_Kurze Aufgabe 1_
Gib die Einträge ab der Zeile mit „Would you be able to determine the whereabouts of the fender?“ bis zu ihrem Ende unverändert wieder.

======

Entscheidungsstichwort (Thema)
Zur Änderung des Tatsachenvortrages im Zugewinnausgleichsverfahren und im nachfolgenden Verfahren betreffend die Auflösung des nunmehr bestrittenen Miteigentums der Eheleute
Leitsatz (amtlich)
1. Es liegt ein Fall des nach § 242 BGB verbotenen widersprüchlichen Verhaltens (venire contra factum proprium) vor, wenn im Zugewinnausgleichsverfahren gemeinschaftliches Eigentum behauptet und im nachfolgenden Verfahren betreffend die Auflösung des Miteigentums der Standpunkt vertreten wird, Alleineigentümer zu sein.
2. Wegen der prozessualen Wirkungen des § 138 ZPO muss dasselbe gelten, wenn sich die Änderung des Tatsachenvortrages daraus ergibt, dass in dem einen Verfahren der Vortrag des Gegners nicht ausreichend bestritten wird und erst in dem nachfolgenden Verfahren substantiierter gegenteiliger Vortrag gehalten wird.

======

_Kurze Aufgabe 2_
Beantworte anhand des Lesetexts:
(a) Welcher Paragraf des BGB wird im ersten Leitsatz genannt?
(b) Auf welche Vorschrift der ZPO stützt sich der zweite Leitsatz?
(c) Welches Verfahren folgt laut Stichwort auf das Zugewinnausgleichsverfahren?

[Annotierte Koordinateneinträge]
======

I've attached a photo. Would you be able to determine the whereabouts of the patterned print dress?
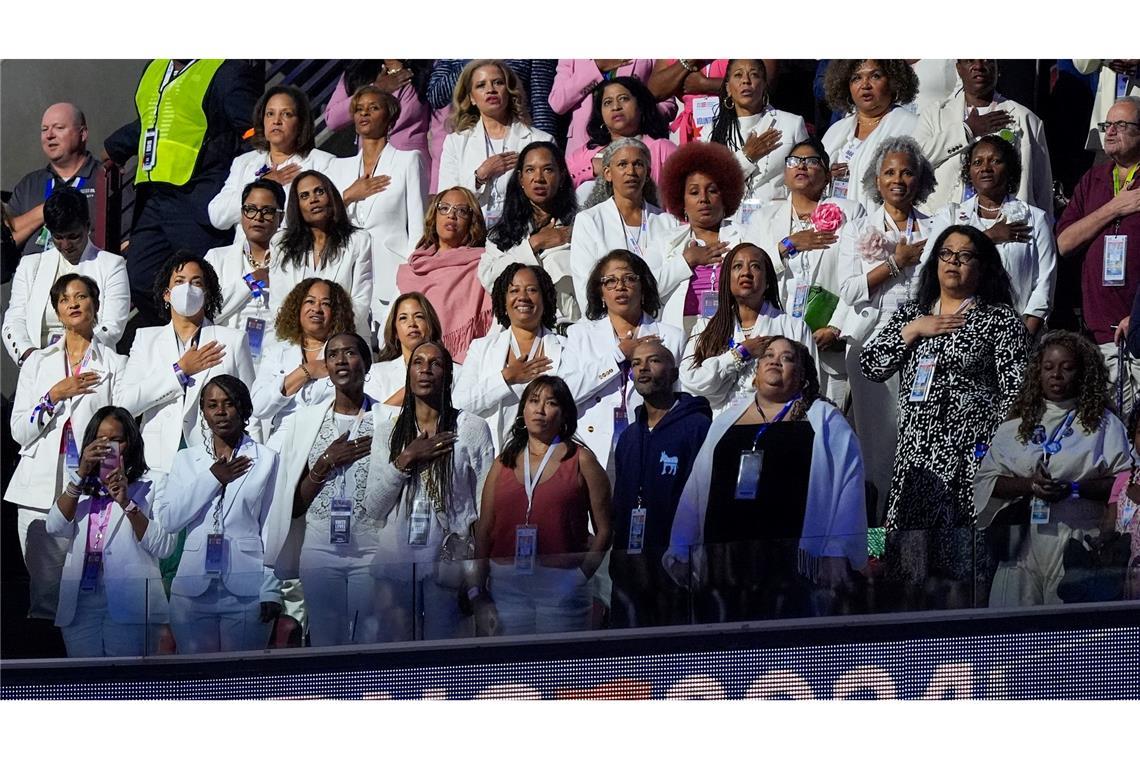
[860,301,1027,580]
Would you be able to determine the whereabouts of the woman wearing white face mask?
[114,251,253,477]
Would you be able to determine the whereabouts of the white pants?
[847,342,898,520]
[490,562,593,636]
[170,578,271,654]
[59,582,162,657]
[17,506,68,620]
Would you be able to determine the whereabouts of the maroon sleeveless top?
[490,448,589,565]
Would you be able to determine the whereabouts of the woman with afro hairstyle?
[974,330,1132,607]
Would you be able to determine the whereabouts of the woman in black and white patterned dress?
[860,226,1027,606]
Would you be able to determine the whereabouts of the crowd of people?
[2,59,1140,656]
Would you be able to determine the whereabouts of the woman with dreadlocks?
[974,330,1132,607]
[365,341,495,641]
[662,335,866,622]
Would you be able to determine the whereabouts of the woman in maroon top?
[467,376,610,635]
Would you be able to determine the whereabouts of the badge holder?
[735,451,764,500]
[79,551,103,591]
[245,317,266,361]
[514,525,538,575]
[1101,235,1129,287]
[910,357,938,403]
[328,499,352,545]
[206,533,226,575]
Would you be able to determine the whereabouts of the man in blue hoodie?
[610,342,713,628]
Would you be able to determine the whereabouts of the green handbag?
[804,285,839,332]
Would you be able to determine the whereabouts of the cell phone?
[99,441,122,481]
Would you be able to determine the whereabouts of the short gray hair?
[863,136,937,205]
[581,137,658,209]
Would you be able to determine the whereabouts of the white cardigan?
[114,319,253,473]
[327,145,430,314]
[661,397,866,585]
[570,198,679,313]
[922,196,1057,319]
[437,119,554,218]
[365,411,495,579]
[3,240,131,363]
[269,229,371,337]
[3,341,127,509]
[207,148,336,243]
[47,477,178,627]
[565,314,685,468]
[154,435,282,604]
[677,303,820,420]
[822,108,919,206]
[914,88,1053,219]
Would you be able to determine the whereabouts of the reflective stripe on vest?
[135,58,225,185]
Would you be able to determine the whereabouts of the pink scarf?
[396,246,491,363]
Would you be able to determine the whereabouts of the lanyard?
[1113,164,1140,197]
[87,496,111,551]
[522,438,559,525]
[752,393,800,451]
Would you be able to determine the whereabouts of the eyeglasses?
[601,272,641,291]
[242,204,282,221]
[784,156,823,169]
[435,203,475,219]
[1097,122,1140,132]
[938,248,978,264]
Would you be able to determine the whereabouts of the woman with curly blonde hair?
[438,58,554,227]
[974,330,1132,607]
[823,58,919,203]
[250,277,353,440]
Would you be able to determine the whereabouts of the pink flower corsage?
[812,203,847,232]
[855,228,895,262]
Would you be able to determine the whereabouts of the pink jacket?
[548,58,677,155]
[567,134,677,187]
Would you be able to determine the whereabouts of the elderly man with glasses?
[1057,96,1140,415]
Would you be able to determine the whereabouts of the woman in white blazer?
[3,273,127,619]
[914,58,1053,214]
[437,58,554,227]
[269,171,371,335]
[364,291,450,418]
[263,333,380,646]
[839,137,934,524]
[209,84,336,243]
[3,187,131,366]
[565,251,685,471]
[701,58,807,216]
[658,142,744,334]
[478,142,581,321]
[453,263,601,451]
[155,375,282,654]
[823,58,918,205]
[47,406,176,657]
[114,252,253,485]
[205,179,285,368]
[679,243,816,420]
[365,341,495,641]
[327,84,429,319]
[744,138,865,409]
[570,137,679,308]
[250,277,355,448]
[922,134,1057,336]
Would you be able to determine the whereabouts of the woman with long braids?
[662,335,866,622]
[681,243,815,419]
[701,58,811,216]
[974,330,1132,607]
[269,171,378,335]
[155,375,282,654]
[365,341,495,641]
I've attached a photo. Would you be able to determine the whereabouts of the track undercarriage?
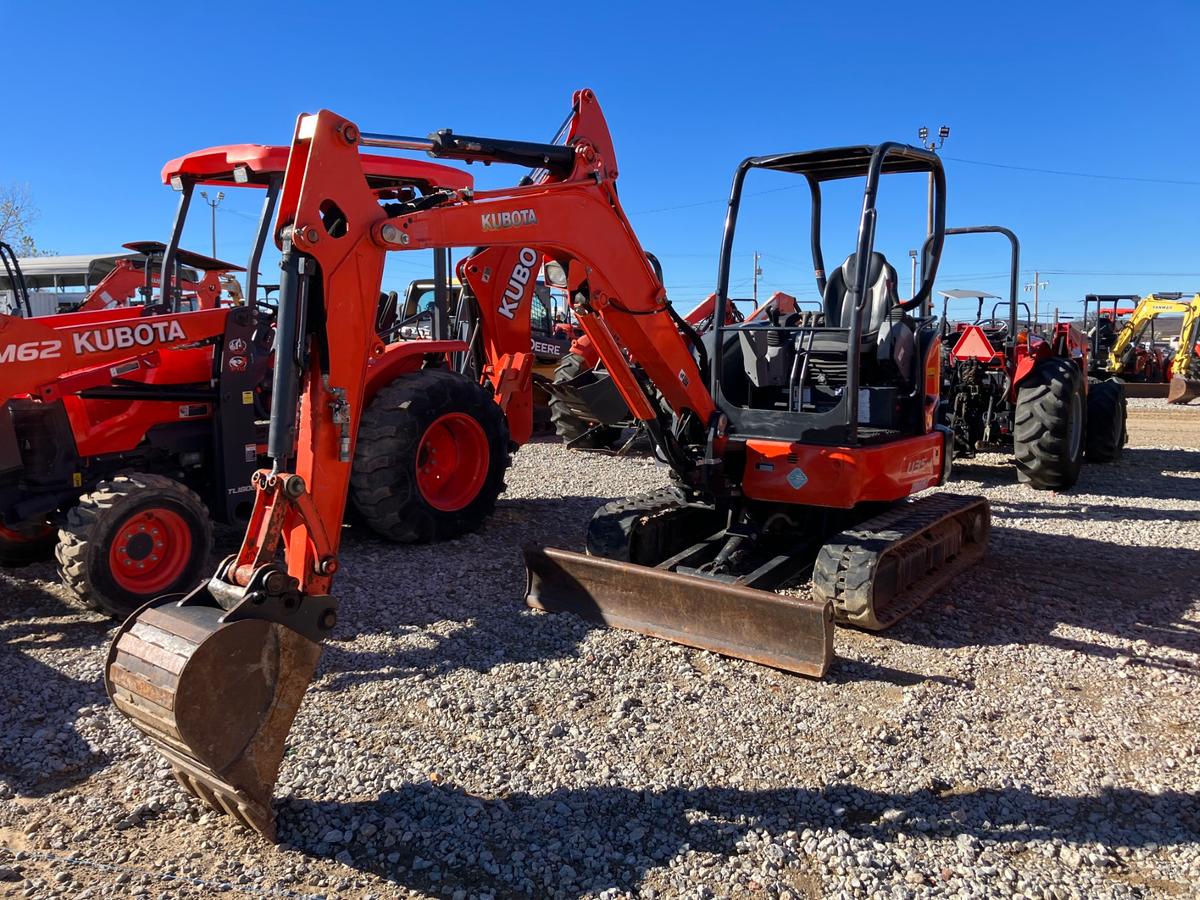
[526,488,990,677]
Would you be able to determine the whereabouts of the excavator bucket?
[524,547,833,678]
[104,600,320,841]
[1166,376,1200,403]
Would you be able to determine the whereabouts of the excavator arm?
[1166,294,1200,403]
[1108,294,1190,374]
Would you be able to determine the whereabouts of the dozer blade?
[524,547,833,678]
[104,602,320,841]
[812,493,991,631]
[1166,376,1200,403]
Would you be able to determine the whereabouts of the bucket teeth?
[1166,376,1200,403]
[104,602,320,840]
[812,493,991,631]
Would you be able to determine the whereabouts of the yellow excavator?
[1166,294,1200,403]
[1084,292,1200,403]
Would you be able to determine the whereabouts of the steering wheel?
[974,319,1008,335]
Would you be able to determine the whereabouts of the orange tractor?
[106,90,989,836]
[0,145,529,616]
[940,226,1127,490]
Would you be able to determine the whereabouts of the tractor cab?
[706,143,946,446]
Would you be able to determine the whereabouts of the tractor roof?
[937,288,1000,300]
[162,144,475,191]
[121,241,246,272]
[750,144,940,181]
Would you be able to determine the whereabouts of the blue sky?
[0,0,1200,324]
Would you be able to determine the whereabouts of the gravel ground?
[0,401,1200,898]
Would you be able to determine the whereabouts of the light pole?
[1025,272,1050,331]
[200,191,224,259]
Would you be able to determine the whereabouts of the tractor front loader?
[0,144,501,618]
[106,90,989,836]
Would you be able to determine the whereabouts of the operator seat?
[823,251,900,343]
[814,251,917,384]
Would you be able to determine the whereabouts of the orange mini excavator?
[106,90,989,836]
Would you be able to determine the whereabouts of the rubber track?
[812,493,991,630]
[1084,378,1129,462]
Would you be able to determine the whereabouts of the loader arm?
[76,259,223,312]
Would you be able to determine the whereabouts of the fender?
[362,341,467,407]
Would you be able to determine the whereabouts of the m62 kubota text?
[106,90,989,836]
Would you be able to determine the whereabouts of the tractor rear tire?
[550,353,623,450]
[54,473,212,618]
[350,368,511,544]
[1084,378,1129,462]
[1013,356,1087,491]
[0,522,59,569]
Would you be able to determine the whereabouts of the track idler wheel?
[1166,376,1200,403]
[104,595,320,841]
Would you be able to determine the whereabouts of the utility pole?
[200,191,224,259]
[1025,271,1050,331]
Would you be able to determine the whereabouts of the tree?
[0,181,50,257]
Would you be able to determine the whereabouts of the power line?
[942,156,1200,187]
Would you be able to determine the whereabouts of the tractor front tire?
[54,473,212,618]
[350,368,510,544]
[1013,356,1087,491]
[1084,378,1129,462]
[550,353,623,450]
[0,522,59,569]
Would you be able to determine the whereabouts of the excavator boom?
[1166,294,1200,403]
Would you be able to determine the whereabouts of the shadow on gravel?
[887,528,1200,674]
[0,578,110,797]
[280,782,1200,898]
[320,496,607,691]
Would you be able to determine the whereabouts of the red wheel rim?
[416,413,488,512]
[108,506,192,594]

======

_Antwort 1_
Would you be able to determine the whereabouts of the fender?
[362,341,467,407]
Would you be able to determine the whereabouts of the m62 kubota text?
[106,90,989,836]
Would you be able to determine the whereabouts of the tractor rear tire?
[550,353,623,450]
[54,473,212,618]
[350,368,511,544]
[1084,378,1129,462]
[1013,356,1087,491]
[0,522,59,569]
Would you be able to determine the whereabouts of the track idler wheel?
[1166,376,1200,403]
[104,595,320,841]
Would you be able to determine the whereabouts of the utility pole?
[200,191,224,259]
[1025,271,1050,331]
Would you be able to determine the whereabouts of the tree?
[0,181,50,257]
Would you be able to determine the whereabouts of the power line?
[942,156,1200,187]
Would you be able to determine the whereabouts of the tractor front tire?
[54,473,212,618]
[350,368,510,544]
[1013,356,1087,491]
[1084,378,1129,462]
[550,353,623,450]
[0,522,59,569]
Would you be able to determine the whereabouts of the excavator boom?
[1166,294,1200,403]
Would you be able to determine the whereabouts of the shadow on gravel?
[887,528,1200,674]
[0,578,110,797]
[280,782,1200,898]
[320,496,607,691]
Would you be able to determine the whereabouts of the red wheel rim?
[416,413,488,512]
[108,506,192,594]

_Antwort 2_
(a) § 242 BGB
(b) § 138 ZPO
(c) Das Verfahren betreffend die Auflösung des nunmehr bestrittenen Miteigentums der Eheleute